### Document excerpt
....................

Today is national employee ownership day (EO Day). Employees of companies all over the country are holding parties, picnics and other celebrations of the fact that their business is employee owned.
What is it about employee ownership that makes employees want to celebrate? And how can owners of businesses currently considering succession planning tap into this?
What is the Employee Ownership Trust (EOT)?
Some companies, such as John Lewis and Arup, have been owned by a trust fund, for the benefit of the employees, for a long time. John Lewis call their employees ‘partners’, and engagement levels at Arup are amongst the highest in their sector.
For small businesses, however, the breakthrough came in 2014 with the approval by HMRC of the EOT.
This is how it works:
- The EOT owns a controlling interest in the business (note that owners do not have to sell 100%, but 51% is the minimum to qualify as an EOT);
- The beneficiaries of the EOT are the employees of the business.
- Profits are shared with the employees (up to £3,600 p.a. free of income tax)
- As the EOT controls the business, the employees have an input into the direction of the business
This control aspect needs to be carefully nurtured. Employee owned businesses give the employees a voice, and most work hard to ensure that the employees are as engaged as possible.
It is this engagement that employee ownership brings which leads to the celebrations you see on EO Day.
Motivations of owners
There are two main reasons why business owners are becoming so keen on the idea of selling their business to an EOT. The first is that they can sell for an independently verified market value.

....................

### Information given
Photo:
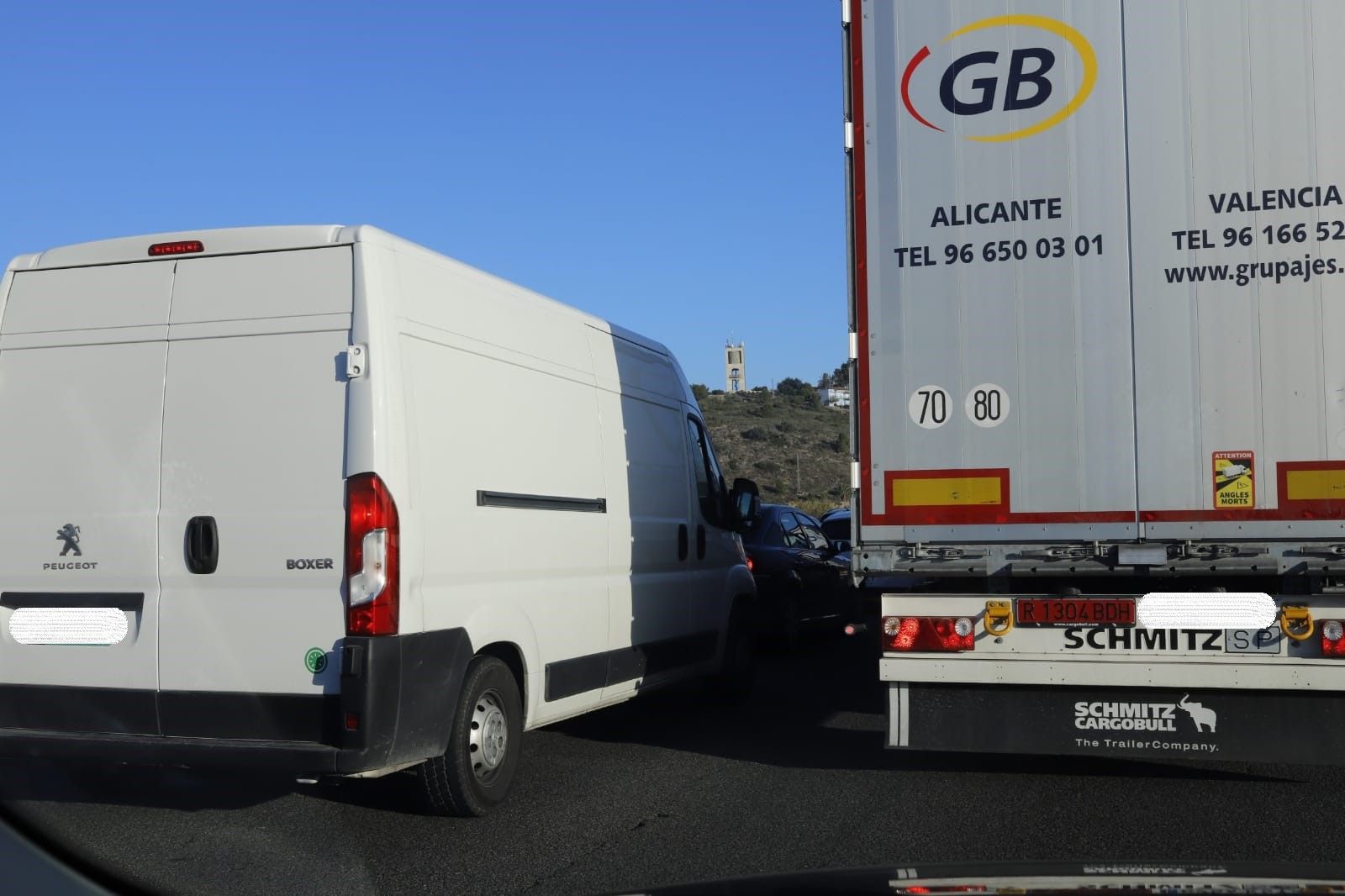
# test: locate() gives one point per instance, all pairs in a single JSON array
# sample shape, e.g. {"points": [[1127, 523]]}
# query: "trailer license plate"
{"points": [[1075, 611]]}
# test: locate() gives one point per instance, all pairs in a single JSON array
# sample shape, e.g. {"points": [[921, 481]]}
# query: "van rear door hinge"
{"points": [[356, 361]]}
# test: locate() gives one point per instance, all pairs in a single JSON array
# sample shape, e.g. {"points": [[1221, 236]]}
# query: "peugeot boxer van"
{"points": [[322, 501]]}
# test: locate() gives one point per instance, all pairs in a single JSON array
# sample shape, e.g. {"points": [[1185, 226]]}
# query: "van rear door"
{"points": [[82, 360], [253, 465]]}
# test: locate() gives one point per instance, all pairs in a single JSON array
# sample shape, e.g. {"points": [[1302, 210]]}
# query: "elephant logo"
{"points": [[1203, 716], [71, 535]]}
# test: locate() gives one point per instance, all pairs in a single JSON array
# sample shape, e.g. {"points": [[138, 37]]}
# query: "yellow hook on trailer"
{"points": [[1291, 618], [999, 618]]}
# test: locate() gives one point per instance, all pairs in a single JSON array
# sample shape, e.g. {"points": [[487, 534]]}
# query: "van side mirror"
{"points": [[746, 501]]}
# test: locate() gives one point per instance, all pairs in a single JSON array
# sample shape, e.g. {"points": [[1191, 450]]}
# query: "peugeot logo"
{"points": [[71, 535]]}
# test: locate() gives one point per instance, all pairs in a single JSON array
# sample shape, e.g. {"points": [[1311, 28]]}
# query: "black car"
{"points": [[836, 525], [800, 580]]}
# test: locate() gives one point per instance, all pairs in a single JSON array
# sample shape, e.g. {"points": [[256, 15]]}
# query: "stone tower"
{"points": [[735, 367]]}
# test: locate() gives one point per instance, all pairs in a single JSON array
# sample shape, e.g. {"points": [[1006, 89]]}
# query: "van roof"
{"points": [[229, 241]]}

....................

### Objectives
**A.** In the employee ownership text, what is the smallest share of a business the trust must own for it to qualify as an EOT?
**B.** Show each line in the records that contains the string "query".
The employee ownership text and the records are unrelated material.

### Written responses
**A.** 51%

**B.**
# query: "trailer license plate"
# query: "van rear door hinge"
# query: "peugeot boxer van"
# query: "van rear door"
# query: "elephant logo"
# query: "yellow hook on trailer"
# query: "van side mirror"
# query: "peugeot logo"
# query: "black car"
# query: "stone tower"
# query: "van roof"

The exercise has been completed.